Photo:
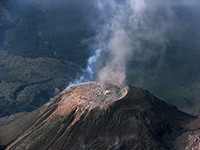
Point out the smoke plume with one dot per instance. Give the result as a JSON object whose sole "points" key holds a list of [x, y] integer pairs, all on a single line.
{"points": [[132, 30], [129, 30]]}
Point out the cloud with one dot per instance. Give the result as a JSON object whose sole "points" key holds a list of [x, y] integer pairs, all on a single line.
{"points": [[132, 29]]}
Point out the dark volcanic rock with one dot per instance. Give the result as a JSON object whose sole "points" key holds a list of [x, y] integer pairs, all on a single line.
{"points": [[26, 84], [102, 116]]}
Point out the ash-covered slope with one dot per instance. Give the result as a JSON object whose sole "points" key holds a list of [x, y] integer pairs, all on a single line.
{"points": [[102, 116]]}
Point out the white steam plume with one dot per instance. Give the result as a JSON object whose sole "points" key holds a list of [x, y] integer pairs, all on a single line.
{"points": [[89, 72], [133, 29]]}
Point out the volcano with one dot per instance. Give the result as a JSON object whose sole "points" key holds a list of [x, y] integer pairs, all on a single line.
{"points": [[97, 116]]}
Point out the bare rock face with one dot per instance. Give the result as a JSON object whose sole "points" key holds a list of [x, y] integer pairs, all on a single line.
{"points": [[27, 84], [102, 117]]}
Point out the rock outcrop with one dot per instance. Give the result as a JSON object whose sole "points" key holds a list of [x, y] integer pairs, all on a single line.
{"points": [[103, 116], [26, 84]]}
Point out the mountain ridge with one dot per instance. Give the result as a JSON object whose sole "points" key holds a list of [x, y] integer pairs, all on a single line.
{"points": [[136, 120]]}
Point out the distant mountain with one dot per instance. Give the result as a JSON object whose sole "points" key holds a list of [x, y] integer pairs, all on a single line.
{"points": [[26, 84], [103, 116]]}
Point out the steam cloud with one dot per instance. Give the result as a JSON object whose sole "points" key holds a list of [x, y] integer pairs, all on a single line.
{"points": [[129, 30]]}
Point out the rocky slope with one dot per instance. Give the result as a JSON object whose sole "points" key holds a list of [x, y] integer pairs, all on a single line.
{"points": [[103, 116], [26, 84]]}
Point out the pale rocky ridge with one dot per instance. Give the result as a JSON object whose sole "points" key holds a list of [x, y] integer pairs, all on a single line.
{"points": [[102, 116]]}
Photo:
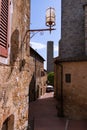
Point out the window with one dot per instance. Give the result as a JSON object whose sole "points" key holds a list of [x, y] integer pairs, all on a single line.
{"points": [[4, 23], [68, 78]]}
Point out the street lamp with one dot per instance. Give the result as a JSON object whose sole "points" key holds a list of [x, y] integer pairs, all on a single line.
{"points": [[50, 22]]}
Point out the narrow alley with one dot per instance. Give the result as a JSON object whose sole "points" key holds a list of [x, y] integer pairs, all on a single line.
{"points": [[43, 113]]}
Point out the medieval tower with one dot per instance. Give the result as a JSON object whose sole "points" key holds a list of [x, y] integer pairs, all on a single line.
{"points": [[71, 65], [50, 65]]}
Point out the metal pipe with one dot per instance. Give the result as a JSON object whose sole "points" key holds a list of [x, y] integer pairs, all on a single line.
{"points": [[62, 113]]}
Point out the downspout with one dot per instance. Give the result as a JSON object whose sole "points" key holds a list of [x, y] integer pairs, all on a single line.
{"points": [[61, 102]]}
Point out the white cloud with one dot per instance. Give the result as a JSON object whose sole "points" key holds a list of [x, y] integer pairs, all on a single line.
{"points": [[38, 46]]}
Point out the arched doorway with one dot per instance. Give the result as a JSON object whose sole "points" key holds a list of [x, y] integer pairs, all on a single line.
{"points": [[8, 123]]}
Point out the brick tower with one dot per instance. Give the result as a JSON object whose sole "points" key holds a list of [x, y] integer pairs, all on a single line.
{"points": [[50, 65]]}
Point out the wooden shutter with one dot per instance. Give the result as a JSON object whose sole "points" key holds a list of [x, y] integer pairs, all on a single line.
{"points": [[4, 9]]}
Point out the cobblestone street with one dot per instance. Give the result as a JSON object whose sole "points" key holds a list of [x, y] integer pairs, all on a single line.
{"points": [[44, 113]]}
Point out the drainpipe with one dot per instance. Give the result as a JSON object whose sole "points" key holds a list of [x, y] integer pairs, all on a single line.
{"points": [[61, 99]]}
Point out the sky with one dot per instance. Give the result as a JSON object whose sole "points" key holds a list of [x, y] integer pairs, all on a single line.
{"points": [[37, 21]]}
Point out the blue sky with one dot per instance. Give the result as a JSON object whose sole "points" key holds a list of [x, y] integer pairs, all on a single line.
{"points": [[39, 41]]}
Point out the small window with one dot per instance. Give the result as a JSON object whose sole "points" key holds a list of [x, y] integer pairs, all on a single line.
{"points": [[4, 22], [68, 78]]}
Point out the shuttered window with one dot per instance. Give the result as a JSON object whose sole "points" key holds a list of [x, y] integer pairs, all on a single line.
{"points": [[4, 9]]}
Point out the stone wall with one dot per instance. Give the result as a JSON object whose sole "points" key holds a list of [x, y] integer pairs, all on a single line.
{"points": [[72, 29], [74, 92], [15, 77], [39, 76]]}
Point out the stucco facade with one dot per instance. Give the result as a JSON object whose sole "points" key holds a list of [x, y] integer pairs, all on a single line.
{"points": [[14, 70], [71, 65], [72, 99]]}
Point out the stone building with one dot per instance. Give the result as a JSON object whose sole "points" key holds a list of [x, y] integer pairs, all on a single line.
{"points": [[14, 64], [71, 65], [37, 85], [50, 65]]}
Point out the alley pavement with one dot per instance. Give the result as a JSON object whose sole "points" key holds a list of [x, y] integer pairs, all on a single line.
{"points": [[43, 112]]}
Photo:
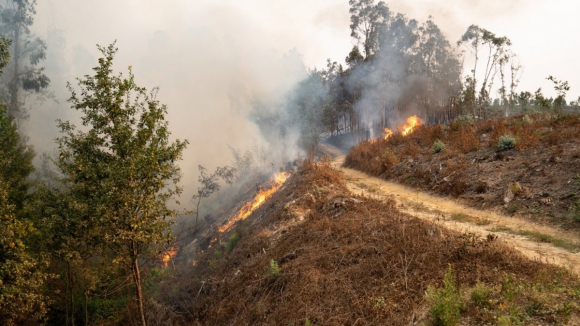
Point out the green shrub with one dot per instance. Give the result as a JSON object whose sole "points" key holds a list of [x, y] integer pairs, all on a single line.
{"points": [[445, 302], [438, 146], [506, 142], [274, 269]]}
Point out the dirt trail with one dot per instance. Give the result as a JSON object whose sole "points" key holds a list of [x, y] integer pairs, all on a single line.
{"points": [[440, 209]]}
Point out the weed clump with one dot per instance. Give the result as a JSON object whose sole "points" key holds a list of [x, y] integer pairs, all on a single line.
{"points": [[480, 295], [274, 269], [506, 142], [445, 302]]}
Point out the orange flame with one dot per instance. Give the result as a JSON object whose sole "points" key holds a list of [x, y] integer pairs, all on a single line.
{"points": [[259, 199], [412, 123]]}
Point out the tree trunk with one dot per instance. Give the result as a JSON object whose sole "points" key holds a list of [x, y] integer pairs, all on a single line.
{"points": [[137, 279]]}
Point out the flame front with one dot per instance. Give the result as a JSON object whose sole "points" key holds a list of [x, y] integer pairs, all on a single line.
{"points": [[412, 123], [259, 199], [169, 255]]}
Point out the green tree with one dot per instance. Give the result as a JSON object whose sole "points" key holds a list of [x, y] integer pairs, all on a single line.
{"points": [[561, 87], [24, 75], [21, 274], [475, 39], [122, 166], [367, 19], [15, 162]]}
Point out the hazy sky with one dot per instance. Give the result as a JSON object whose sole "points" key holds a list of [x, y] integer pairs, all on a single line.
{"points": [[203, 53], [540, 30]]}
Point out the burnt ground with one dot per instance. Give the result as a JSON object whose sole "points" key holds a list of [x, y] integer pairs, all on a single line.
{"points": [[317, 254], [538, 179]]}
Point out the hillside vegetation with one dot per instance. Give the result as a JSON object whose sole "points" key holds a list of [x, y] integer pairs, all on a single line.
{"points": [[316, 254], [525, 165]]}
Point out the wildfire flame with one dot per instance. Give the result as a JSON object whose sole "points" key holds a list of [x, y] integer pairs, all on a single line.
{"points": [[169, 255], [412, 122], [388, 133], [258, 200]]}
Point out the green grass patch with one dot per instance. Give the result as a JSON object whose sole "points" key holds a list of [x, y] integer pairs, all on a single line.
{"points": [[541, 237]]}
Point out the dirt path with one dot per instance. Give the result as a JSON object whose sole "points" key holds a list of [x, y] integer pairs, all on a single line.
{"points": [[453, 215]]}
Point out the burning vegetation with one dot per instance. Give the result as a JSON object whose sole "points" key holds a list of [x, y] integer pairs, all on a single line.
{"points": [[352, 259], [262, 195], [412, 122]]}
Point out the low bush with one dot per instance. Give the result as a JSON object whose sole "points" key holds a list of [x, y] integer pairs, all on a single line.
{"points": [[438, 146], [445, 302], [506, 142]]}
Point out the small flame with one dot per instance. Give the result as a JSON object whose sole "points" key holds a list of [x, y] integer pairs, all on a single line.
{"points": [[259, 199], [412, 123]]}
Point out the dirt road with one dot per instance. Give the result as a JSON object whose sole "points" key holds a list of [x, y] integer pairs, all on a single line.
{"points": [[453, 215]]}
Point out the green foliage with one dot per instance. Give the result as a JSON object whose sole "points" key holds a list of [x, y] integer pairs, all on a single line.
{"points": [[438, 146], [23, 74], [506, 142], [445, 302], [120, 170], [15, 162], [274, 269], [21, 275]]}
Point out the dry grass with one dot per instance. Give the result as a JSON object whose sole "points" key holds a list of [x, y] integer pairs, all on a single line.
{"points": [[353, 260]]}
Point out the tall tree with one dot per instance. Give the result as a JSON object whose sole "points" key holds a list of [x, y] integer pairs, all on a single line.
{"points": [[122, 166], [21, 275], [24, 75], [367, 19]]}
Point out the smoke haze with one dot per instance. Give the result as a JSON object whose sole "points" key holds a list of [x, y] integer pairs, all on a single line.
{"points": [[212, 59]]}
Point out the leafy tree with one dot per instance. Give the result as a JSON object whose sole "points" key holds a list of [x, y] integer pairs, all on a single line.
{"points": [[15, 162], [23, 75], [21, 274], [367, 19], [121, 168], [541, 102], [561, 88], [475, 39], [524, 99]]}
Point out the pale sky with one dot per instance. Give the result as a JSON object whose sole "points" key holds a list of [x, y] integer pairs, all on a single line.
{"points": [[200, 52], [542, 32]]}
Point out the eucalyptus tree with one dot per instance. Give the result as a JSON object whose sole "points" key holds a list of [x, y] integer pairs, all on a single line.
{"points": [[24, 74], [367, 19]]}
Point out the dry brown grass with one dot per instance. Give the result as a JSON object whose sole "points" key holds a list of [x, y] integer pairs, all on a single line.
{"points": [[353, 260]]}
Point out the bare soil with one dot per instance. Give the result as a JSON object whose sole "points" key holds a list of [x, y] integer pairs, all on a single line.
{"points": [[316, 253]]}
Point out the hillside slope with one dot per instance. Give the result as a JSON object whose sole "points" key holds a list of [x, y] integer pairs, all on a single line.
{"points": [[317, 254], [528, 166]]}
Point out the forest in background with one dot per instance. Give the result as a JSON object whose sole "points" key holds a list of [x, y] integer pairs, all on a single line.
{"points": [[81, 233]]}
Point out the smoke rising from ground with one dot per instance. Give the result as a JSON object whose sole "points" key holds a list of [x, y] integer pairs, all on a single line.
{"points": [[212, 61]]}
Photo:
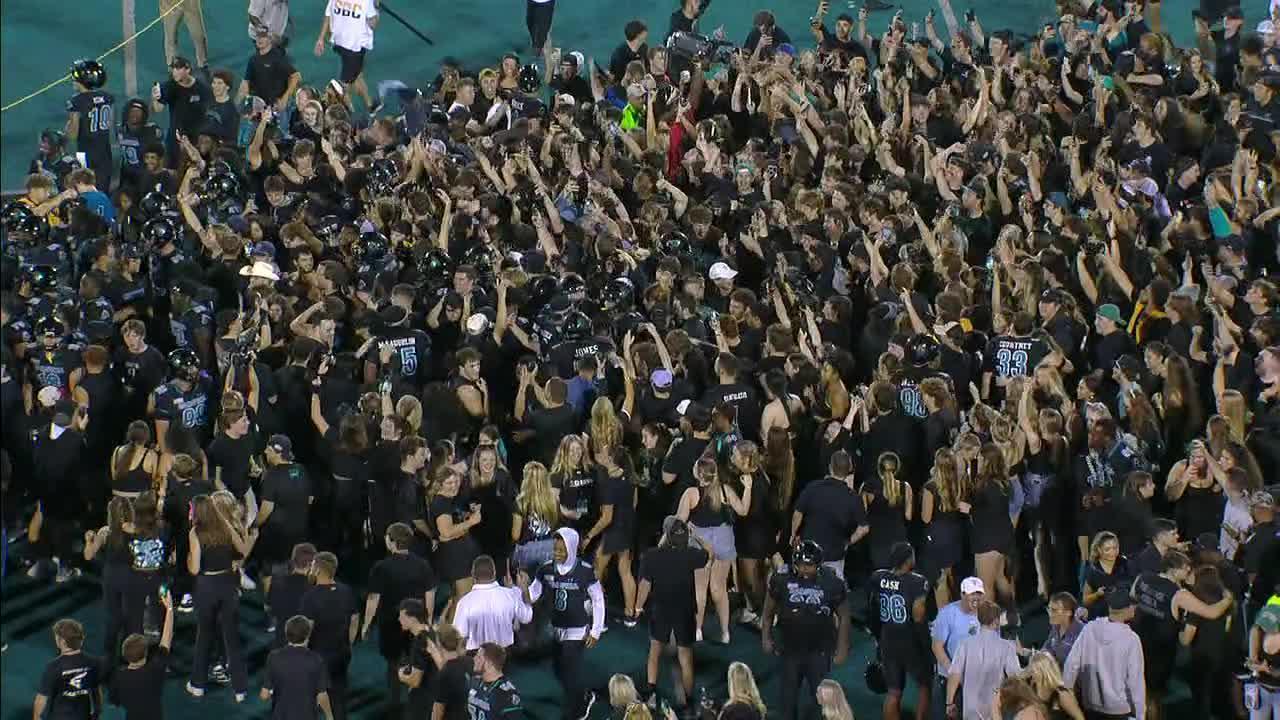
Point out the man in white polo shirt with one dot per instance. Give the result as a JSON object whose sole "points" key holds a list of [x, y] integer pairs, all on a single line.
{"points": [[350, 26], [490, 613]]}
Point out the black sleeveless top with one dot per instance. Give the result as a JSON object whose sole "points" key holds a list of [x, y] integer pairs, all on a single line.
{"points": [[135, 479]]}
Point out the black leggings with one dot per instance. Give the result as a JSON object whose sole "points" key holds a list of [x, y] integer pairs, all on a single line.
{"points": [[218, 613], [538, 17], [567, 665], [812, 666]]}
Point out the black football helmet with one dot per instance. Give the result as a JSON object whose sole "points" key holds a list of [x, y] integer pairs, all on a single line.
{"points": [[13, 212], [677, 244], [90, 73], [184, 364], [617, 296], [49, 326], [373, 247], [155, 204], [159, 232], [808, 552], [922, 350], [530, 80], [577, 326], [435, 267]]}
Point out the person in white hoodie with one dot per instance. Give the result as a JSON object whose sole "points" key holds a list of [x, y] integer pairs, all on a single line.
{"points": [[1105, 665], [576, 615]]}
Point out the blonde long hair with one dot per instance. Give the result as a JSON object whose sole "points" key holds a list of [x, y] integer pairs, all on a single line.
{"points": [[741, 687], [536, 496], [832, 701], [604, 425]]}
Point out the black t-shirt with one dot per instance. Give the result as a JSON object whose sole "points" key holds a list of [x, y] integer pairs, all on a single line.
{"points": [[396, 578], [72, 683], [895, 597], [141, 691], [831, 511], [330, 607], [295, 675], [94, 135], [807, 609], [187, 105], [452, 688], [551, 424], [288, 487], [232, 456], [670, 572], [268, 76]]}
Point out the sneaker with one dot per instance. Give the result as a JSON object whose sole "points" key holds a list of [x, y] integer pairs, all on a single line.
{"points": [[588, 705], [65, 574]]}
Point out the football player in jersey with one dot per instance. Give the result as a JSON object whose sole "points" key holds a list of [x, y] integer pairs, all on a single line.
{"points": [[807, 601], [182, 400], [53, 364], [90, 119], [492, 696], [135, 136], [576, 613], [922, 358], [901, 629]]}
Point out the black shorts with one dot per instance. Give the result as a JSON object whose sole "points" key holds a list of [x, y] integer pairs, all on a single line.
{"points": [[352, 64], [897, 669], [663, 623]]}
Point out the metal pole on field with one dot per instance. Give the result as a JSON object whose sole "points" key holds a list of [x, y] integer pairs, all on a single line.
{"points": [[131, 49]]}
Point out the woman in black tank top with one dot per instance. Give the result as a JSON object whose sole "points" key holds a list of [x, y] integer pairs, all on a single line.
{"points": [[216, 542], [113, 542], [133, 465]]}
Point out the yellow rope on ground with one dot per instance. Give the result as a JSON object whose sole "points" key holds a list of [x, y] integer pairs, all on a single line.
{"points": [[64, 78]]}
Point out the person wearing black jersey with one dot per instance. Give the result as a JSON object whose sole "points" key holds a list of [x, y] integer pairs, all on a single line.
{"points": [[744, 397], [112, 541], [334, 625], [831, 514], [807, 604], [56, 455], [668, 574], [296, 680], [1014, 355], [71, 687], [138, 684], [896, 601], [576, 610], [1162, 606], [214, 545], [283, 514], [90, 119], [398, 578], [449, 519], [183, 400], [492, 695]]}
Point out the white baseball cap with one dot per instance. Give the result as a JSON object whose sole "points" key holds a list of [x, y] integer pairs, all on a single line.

:::::

Problem requirements
Through the last line of the entries above, beginning at the line containing "Point out the metal pole", transcribe each line exactly, both ends included and nothing more.

Answer to the exercise
Point out the metal pole on field with one dot per instance. Give the result as a JSON object whose sole "points" key holds a list of [x, y] integer pairs, all on a single line.
{"points": [[131, 49]]}
Point out the woman in black tank top with one dot per instance. Give the result as a JSON object whose sole "points" key holds a list of [x, y] integer pairs, all on a single line.
{"points": [[216, 542], [113, 542], [133, 465]]}
Point out the yellow rope on ground with one dot per instance. Give the result as a JSON object whose sole "points" key holds a list of [x, y] integer pairs, all on a single line.
{"points": [[64, 78]]}
Point out the person wearing black jersey with one dot per instance. Give the result as a JSON object whose sole "points" key holds a list of [x, y] integer pairs, all on a single line.
{"points": [[744, 397], [112, 541], [334, 625], [831, 514], [807, 604], [56, 455], [668, 574], [296, 680], [1014, 355], [71, 687], [138, 684], [896, 601], [576, 610], [1162, 606], [214, 545], [283, 514], [90, 119], [398, 578], [449, 519], [183, 400], [492, 695]]}
Point out the white baseball cap with one dot per instance. Give the result as a JSON object whose sole "points" key holds a list of [x, y] integer pairs, all on a single line.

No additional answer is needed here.